-------- Texto fornecido --------

Resulta claro, pois, que nenhuma das duas passagens citadas anteriormente dá qualquer garantia de que apoie a ideia desse tipo de «exame de consciência» ou de «autocrítica» que alguns sustentam, o qual se baseia num sistema de dúvidas e temores e carece de todo o apoio da Palavra de Deus. O “juízo próprio”, sobre o qual desejo chamar a atenção do leitor, é algo totalmente diferente. É um sagrado exercício cristão da mais saudável natureza. Tem por base a mais inquebrantável confiança a respeito da nossa salvação e aceitação em Cristo. O cristão é exortado a julgar-se a si mesmo por quanto é cristão, não para ver se o é. Isto faz toda a diferença. Se ele estivesse mil anos fazendo um exame de consciência, uma autocrítica, e escarafunchasse no “eu”, não acharia outra coisa que miséria, ruínas e iniquidade, coisas estas que Deus pôs de lado e as quais eu tenho a responsabilidade de considerá-las “mortas”. Como poderia esperar obter provas consoladoras mediante tal exame? Impossível! As provas do cristão não hão de achar-se no seu corrompido “eu”, mas no ressuscitado Cristo de Deus; e quanto mais consiga olvidar-se do primeiro e ocupar-se no segundo, tanto mais feliz e santo será. O cristão julga-se a si mesmo, julga os seus hábitos, os seus pensamentos, as suas palavras e os seus actos porque crê que é cristão, e não porque duvide de que o seja. Se ele duvida que é cristão, não é apto para julgar nada. O verdadeiro crente julga-se a si mesmo, estando plenamente consciente e gozoso da eterna segurança da graça de Deus, da divina eficácia do sangue de Jesus, do poder da Sua intercessão que prevalece sobre tudo, da inquebrantável autoridade da Palavra, da divina segurança da mais débil ovelha de Cristo; sim, entrando nestas realidades inapreciáveis pelo ensino de Deus, o Espírito Santo, o crente verdadeiro julgar-se-á a si mesmo. A ideia humana da «autocrítica» baseia-se na incredulidade. A ideia divina do “juízo próprio”, pelo contrário, baseia-se na confiança.

--------

__Tarefas a realizar__
a - De acordo com o texto fornecido, em que se baseia a ideia humana da «autocrítica»?
b - Para cada afirmação seguinte, diga se concorda com o texto fornecido, respondendo sim ou não e citando as palavras do texto que o decidem. (i) O cristão julga-se a si mesmo para verificar se é cristão. (ii) As provas do cristão encontram-se no Cristo ressuscitado. (iii) Quem duvida de que é cristão está apto para julgar.
c - Reescreva de forma mais breve o parágrafo do texto fornecido que começa por "Resulta claro, pois", conservando as ideias principais.

-------- Excertos de dados --------

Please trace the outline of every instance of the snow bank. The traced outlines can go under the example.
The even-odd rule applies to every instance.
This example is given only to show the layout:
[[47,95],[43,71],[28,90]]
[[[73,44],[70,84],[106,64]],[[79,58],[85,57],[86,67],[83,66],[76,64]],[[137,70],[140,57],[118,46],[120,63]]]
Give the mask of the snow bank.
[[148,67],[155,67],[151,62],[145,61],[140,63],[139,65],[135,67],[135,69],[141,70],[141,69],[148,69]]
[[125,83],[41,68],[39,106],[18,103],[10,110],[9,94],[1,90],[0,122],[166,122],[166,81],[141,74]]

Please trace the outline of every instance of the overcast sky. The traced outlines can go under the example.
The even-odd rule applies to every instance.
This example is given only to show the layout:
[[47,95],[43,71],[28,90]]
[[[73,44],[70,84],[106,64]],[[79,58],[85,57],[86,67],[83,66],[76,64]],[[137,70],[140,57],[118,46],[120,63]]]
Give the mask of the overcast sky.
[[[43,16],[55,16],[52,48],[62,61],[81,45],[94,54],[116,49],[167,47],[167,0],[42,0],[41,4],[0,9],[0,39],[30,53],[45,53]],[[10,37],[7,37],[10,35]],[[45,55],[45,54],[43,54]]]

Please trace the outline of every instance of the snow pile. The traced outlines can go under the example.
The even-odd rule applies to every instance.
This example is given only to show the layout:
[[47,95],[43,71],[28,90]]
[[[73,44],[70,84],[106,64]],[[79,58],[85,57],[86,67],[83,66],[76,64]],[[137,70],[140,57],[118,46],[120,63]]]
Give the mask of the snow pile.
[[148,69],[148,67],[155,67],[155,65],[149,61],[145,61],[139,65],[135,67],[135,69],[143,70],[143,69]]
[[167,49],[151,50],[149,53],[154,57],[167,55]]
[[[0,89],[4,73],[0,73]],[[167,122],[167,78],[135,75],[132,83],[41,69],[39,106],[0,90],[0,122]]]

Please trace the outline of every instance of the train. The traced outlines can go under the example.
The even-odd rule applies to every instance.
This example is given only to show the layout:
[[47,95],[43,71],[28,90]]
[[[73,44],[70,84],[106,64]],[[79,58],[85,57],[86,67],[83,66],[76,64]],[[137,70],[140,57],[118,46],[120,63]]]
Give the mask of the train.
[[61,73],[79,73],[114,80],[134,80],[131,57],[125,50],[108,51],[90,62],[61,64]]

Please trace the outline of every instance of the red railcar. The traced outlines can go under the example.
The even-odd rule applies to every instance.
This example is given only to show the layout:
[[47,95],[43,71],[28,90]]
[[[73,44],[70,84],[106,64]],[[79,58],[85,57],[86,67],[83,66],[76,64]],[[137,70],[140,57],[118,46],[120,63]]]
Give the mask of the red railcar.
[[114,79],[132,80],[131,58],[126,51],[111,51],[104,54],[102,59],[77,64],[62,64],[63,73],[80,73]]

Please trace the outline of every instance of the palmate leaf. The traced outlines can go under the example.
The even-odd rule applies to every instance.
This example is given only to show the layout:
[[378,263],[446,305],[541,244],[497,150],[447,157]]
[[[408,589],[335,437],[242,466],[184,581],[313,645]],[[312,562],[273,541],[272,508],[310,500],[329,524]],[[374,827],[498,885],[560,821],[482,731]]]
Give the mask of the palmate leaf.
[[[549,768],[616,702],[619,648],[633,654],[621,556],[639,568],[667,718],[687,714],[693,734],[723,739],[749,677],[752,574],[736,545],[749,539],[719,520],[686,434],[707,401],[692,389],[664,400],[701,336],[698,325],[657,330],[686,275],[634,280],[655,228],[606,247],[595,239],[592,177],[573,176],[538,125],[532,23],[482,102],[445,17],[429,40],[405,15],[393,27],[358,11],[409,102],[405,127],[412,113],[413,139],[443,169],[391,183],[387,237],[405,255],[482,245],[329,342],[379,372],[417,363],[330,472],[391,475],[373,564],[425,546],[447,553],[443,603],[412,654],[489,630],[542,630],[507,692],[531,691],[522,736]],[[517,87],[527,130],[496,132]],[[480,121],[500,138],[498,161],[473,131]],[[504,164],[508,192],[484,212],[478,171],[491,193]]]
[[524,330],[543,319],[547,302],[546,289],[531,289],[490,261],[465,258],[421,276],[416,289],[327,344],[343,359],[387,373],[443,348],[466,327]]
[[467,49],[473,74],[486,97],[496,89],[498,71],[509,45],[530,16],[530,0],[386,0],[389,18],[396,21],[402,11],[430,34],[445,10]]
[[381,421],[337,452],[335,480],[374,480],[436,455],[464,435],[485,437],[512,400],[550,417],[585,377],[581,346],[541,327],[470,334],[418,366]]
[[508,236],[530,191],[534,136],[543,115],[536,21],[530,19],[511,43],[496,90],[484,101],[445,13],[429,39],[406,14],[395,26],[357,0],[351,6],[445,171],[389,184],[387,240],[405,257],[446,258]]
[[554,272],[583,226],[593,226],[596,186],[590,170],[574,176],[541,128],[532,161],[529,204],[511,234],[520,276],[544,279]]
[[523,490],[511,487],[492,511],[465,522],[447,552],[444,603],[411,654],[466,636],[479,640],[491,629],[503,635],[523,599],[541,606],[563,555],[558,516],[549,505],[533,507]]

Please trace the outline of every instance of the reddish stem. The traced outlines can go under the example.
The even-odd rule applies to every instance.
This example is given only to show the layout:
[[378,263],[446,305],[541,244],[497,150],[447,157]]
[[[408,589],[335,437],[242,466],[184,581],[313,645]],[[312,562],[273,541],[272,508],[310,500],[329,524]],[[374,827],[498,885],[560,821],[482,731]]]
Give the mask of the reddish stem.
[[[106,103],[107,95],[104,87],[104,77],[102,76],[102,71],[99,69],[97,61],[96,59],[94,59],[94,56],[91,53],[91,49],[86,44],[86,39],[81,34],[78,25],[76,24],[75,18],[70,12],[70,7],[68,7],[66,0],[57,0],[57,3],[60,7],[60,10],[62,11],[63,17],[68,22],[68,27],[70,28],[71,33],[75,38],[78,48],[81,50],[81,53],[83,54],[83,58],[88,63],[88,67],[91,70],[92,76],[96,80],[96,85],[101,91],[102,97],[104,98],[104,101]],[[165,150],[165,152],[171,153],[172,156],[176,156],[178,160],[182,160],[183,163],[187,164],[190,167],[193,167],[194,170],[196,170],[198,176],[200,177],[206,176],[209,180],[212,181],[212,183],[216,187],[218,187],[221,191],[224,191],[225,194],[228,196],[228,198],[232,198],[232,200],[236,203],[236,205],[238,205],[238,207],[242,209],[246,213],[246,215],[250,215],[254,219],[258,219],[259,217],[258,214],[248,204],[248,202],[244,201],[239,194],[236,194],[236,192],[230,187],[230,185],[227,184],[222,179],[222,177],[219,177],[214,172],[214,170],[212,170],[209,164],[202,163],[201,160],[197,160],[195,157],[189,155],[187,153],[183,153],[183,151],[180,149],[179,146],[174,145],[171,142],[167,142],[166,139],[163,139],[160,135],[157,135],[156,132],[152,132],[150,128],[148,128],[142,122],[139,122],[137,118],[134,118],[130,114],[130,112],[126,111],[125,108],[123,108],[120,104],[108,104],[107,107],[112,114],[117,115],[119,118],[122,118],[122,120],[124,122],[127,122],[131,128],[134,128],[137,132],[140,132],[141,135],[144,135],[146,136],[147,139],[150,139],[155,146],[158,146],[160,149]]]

--------

__Respostas__
a - Baseia-se na incredulidade.

b -
(i) Não: "O cristão é exortado a julgar-se a si mesmo por quanto é cristão, não para ver se o é."
(ii) Sim: "As provas do cristão não hão de achar-se no seu corrompido “eu”, mas no ressuscitado Cristo de Deus"
(iii) Não: "Se ele duvida que é cristão, não é apto para julgar nada."

c - As duas passagens citadas antes não apoiam o «exame de consciência» ou a «autocrítica». Essa ideia assenta em dúvidas e temores e não tem apoio na Palavra de Deus. O “juízo próprio” é diferente: é um exercício cristão saudável, fundado na confiança na salvação e aceitação em Cristo. O cristão julga-se por ser cristão, não para ver se o é. Examinar o “eu” só revelaria miséria, ruínas e iniquidade, pois as provas do cristão estão no Cristo ressuscitado. Quem duvida de ser cristão não é apto para julgar nada. O verdadeiro crente julga-se consciente da graça de Deus, do sangue de Jesus, da Sua intercessão e da autoridade da Palavra. Assim, a «autocrítica» baseia-se na incredulidade, e o “juízo próprio”, na confiança.